抽出テキスト.
——

広島市に本社を置く中国新聞社は、中国地方5県を購読エリアとする中国新聞を発行する新聞社です。1892年創刊の紙面に加えて、現在ではニュースサイト「中国新聞デジタル」を中心に、ニュースアプリ「みみみ」や読者や地元向けのコミュニティアプリ「ポケちゅピ」、広島東洋カープの公式アプリ「カーチカチ!」などのデジタルコンテンツも展開しています。また、被爆地ヒロシマに拠点を置く新聞社として、原爆平和報道に特化したWebサイト「中国新聞ヒロシマ平和メディアセンター」を運営し、日本語だけでなく、英語を中心に核兵器保有国の言語(フランス語、ロシア語、中国語) で核兵器廃絶や世界平和のニュースやメッセージを発信し続けています。

——

[座標ラベル付けデータ]

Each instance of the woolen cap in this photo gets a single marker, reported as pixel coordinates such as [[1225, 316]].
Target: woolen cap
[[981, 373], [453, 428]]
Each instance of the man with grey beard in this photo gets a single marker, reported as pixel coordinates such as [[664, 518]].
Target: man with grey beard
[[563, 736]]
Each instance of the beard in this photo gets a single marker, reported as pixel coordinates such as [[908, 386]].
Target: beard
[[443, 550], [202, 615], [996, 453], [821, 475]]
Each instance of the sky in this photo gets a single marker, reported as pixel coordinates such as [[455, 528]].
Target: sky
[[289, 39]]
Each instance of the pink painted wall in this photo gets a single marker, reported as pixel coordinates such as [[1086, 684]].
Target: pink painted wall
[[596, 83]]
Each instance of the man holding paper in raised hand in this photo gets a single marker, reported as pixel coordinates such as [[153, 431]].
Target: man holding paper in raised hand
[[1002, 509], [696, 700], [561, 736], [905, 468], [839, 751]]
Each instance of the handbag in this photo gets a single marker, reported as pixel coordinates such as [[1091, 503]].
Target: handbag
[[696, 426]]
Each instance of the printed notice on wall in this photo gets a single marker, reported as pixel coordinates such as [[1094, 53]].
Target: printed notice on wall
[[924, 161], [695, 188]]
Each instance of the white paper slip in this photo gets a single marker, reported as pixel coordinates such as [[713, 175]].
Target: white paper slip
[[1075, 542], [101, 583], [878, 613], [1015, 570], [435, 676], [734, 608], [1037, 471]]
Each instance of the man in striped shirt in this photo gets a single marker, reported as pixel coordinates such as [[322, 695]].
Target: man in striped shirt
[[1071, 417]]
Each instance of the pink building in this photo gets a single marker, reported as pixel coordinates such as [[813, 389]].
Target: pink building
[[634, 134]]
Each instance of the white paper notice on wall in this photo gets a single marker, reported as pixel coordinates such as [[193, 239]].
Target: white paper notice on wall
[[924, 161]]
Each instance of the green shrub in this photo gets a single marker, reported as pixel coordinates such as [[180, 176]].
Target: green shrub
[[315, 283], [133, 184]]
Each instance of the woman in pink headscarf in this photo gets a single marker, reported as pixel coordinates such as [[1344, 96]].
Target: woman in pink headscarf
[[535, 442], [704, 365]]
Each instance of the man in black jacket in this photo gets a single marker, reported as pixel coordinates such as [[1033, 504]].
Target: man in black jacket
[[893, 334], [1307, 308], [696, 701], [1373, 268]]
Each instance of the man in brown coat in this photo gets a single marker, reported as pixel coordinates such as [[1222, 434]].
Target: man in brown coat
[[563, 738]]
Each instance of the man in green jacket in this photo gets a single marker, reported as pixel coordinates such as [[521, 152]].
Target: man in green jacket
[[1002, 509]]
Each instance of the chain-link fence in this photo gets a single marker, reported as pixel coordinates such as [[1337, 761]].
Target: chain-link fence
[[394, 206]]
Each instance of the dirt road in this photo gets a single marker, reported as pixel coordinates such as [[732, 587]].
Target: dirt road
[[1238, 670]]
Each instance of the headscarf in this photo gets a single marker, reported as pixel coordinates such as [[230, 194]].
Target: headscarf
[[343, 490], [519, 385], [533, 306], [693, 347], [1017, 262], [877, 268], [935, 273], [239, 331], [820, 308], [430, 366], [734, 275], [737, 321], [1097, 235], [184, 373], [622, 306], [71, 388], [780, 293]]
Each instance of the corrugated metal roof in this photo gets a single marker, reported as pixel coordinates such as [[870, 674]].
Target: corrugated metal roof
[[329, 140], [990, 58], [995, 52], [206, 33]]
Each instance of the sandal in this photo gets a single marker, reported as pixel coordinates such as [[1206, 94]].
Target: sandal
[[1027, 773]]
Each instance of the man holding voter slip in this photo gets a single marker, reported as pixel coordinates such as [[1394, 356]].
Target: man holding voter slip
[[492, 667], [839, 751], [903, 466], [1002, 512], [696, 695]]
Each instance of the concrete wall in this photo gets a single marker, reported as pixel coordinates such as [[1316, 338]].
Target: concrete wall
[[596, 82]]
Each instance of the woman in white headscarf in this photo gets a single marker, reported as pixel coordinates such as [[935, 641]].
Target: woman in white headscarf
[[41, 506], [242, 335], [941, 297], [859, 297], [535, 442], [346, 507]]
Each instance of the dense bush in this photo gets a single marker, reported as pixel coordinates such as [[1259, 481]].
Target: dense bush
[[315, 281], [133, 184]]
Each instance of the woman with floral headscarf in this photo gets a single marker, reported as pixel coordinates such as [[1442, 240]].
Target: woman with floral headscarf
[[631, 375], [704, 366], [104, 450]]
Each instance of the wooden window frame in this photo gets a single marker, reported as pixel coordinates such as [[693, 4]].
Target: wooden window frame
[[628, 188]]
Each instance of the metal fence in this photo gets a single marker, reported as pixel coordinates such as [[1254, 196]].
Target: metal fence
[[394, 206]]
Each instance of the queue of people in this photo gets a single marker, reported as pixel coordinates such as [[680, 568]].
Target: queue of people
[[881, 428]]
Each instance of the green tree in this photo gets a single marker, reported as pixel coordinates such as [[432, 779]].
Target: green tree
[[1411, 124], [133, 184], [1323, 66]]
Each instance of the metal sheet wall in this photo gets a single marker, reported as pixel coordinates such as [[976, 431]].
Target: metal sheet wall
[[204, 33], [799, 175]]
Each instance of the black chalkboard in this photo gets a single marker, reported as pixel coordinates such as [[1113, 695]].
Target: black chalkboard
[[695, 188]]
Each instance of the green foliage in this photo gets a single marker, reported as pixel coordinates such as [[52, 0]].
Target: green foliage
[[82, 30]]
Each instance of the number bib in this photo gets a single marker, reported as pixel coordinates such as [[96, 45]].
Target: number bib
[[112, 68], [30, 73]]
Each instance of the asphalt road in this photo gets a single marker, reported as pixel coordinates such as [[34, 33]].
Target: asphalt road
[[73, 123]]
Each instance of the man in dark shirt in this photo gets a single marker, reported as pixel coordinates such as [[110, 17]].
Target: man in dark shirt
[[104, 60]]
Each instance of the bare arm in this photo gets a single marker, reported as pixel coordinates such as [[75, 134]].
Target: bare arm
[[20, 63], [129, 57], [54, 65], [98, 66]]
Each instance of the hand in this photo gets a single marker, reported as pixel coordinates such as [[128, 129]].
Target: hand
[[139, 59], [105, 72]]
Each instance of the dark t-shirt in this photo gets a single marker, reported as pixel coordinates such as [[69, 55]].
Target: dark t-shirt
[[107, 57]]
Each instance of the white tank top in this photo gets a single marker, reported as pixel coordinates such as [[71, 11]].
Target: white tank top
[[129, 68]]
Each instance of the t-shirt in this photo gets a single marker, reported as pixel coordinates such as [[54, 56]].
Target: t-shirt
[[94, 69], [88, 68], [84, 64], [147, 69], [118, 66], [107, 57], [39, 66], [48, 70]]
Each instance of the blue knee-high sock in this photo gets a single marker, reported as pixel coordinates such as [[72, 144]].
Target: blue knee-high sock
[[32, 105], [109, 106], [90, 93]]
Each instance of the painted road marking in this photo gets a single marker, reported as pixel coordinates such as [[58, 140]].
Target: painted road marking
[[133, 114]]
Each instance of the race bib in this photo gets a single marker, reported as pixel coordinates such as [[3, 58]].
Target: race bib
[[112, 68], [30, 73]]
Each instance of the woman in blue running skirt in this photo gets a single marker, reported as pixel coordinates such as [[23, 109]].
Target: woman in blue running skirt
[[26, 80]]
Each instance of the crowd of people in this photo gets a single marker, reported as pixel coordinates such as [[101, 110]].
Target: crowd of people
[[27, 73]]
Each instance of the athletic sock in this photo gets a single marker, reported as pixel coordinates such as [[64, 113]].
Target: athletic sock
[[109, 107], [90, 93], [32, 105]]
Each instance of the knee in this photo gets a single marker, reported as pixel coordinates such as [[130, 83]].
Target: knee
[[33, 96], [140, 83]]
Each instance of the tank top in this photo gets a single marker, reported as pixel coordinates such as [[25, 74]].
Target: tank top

——

設問 A. 抽出テキストの「広島市に本社を置く中国新聞社は、中国地方5県を購読エリアとする中国新聞を発行する新聞社です。」という一文を英語に訳しなさい。
設問 B. 抽出テキストによると、核兵器廃絶や世界平和のニュースやメッセージはどの言語で発信されているか。すべて挙げなさい。
設問 C. 抽出テキストによると、中国新聞は何年に創刊されたか。

解答全文 A. Chugoku Shimbun, headquartered in Hiroshima City, is a newspaper company that publishes the Chugoku Shimbun, whose subscription area covers the five prefectures of the Chugoku region.

解答全文 B. 日本語、英語、フランス語、ロシア語、中国語

解答全文 C. 1892年